Records of labeled points
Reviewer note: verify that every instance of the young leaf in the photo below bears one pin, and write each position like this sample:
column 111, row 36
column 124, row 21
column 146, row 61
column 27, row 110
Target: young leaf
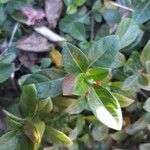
column 75, row 60
column 78, row 106
column 98, row 74
column 48, row 82
column 5, row 71
column 130, row 82
column 141, row 12
column 57, row 137
column 145, row 55
column 105, row 107
column 28, row 100
column 104, row 51
column 128, row 31
column 147, row 105
column 123, row 100
column 9, row 140
column 75, row 85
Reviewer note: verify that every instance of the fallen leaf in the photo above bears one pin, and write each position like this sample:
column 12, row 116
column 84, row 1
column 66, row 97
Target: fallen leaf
column 56, row 58
column 53, row 9
column 32, row 15
column 49, row 34
column 28, row 59
column 34, row 43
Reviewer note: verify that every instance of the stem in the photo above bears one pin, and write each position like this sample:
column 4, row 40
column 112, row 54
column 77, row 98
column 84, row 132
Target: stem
column 11, row 38
column 92, row 28
column 121, row 6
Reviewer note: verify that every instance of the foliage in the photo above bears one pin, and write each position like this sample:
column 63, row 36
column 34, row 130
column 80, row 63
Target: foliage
column 87, row 92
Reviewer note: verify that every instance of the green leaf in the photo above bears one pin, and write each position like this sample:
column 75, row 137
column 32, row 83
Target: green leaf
column 125, row 32
column 4, row 1
column 98, row 74
column 118, row 61
column 9, row 140
column 104, row 51
column 111, row 15
column 75, row 85
column 145, row 146
column 28, row 100
column 100, row 132
column 123, row 100
column 78, row 106
column 105, row 107
column 74, row 24
column 57, row 137
column 5, row 71
column 75, row 60
column 71, row 9
column 45, row 105
column 2, row 14
column 40, row 128
column 141, row 12
column 48, row 82
column 130, row 82
column 77, row 31
column 78, row 129
column 148, row 67
column 145, row 55
column 147, row 105
column 13, row 117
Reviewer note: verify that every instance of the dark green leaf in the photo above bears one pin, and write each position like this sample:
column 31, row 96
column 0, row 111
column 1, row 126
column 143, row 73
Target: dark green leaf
column 28, row 100
column 104, row 51
column 57, row 137
column 75, row 60
column 125, row 32
column 141, row 12
column 105, row 107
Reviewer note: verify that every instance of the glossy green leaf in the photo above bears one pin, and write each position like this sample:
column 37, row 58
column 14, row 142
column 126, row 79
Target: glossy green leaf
column 145, row 55
column 141, row 12
column 104, row 51
column 5, row 71
column 75, row 60
column 40, row 129
column 100, row 132
column 125, row 32
column 147, row 105
column 4, row 1
column 78, row 129
column 45, row 105
column 57, row 137
column 118, row 61
column 78, row 106
column 123, row 100
column 98, row 74
column 28, row 100
column 111, row 15
column 77, row 31
column 48, row 82
column 148, row 67
column 2, row 14
column 105, row 107
column 9, row 140
column 130, row 82
column 145, row 146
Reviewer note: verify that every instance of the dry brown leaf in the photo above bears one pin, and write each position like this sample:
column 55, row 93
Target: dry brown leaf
column 53, row 9
column 56, row 58
column 28, row 59
column 49, row 34
column 34, row 43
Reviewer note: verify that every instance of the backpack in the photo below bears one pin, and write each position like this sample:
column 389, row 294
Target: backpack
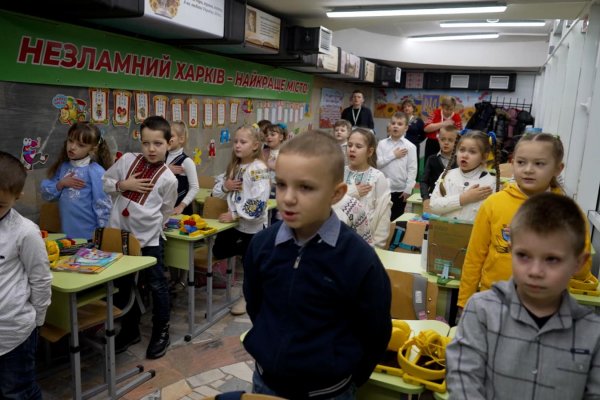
column 482, row 117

WRITTEN INSTRUCTION: Rewrite all of the material above, replacing every "Reviewer note" with "Annotator note" and keeping everything else the same. Leave the pictures out.

SOLUTION:
Annotator note: verify that every instance of the young leaf in the photo below bears one pin, and write each position like this sample:
column 111, row 36
column 124, row 21
column 146, row 61
column 27, row 110
Target: young leaf
column 75, row 60
column 78, row 106
column 98, row 74
column 48, row 82
column 5, row 71
column 130, row 82
column 141, row 12
column 57, row 137
column 145, row 55
column 105, row 107
column 28, row 100
column 104, row 51
column 128, row 31
column 147, row 105
column 123, row 100
column 9, row 140
column 75, row 85
Annotator note: verify that every instance of the fallen leaf in the photo above bears one pin, and write each position like this sample:
column 12, row 116
column 84, row 1
column 66, row 97
Target: fallen leaf
column 56, row 58
column 53, row 9
column 32, row 15
column 49, row 34
column 28, row 59
column 34, row 43
Annotator note: verify that every instance of the stem in the photo above bears one pin, and write each position like this sample:
column 4, row 40
column 112, row 54
column 77, row 98
column 84, row 132
Target: stem
column 11, row 38
column 92, row 28
column 121, row 6
Annotator note: verify that every instance of the foliage in the photo above bears one pin, and write each position like this sample:
column 63, row 36
column 34, row 130
column 80, row 63
Target: foliage
column 87, row 92
Annotator note: verify that every instance of the green leaf in the photo above bears one pin, and write each position like this sample:
column 75, row 137
column 32, row 83
Target: green leaf
column 125, row 32
column 4, row 1
column 98, row 74
column 118, row 61
column 9, row 140
column 104, row 51
column 111, row 15
column 75, row 85
column 145, row 146
column 28, row 100
column 100, row 132
column 123, row 100
column 78, row 106
column 105, row 107
column 74, row 24
column 57, row 137
column 5, row 71
column 75, row 60
column 71, row 9
column 45, row 105
column 2, row 14
column 40, row 128
column 141, row 12
column 48, row 82
column 130, row 82
column 77, row 31
column 78, row 129
column 148, row 67
column 145, row 55
column 147, row 105
column 13, row 117
Annotator note: verify that every instance of the dark green leaf in the photo above bears one pin, and write each position like this sample:
column 31, row 96
column 0, row 111
column 1, row 126
column 143, row 73
Target: dark green leaf
column 28, row 100
column 104, row 51
column 57, row 137
column 75, row 60
column 125, row 32
column 141, row 12
column 105, row 107
Annotator note: verify that every instance of the glossy green leaf in the photo above bears one pin, and write each position like this sample:
column 37, row 58
column 14, row 142
column 126, row 79
Target: glossy green leaf
column 145, row 55
column 141, row 12
column 104, row 51
column 5, row 71
column 75, row 60
column 40, row 129
column 100, row 132
column 125, row 32
column 147, row 105
column 4, row 1
column 78, row 129
column 45, row 105
column 57, row 137
column 118, row 61
column 78, row 106
column 123, row 100
column 98, row 74
column 28, row 100
column 111, row 15
column 77, row 31
column 48, row 82
column 148, row 67
column 2, row 14
column 105, row 107
column 9, row 140
column 130, row 82
column 145, row 146
Annotator note: verify that every instance of the dry brown leaf in the photo above bears one pin, and write each position like this sample:
column 55, row 93
Target: dry brown leaf
column 53, row 9
column 56, row 58
column 28, row 59
column 49, row 34
column 34, row 43
Annotator note: verify that every instance of the backpack in the photo below bears one pin, and write each position like this sample:
column 389, row 294
Target: backpack
column 482, row 117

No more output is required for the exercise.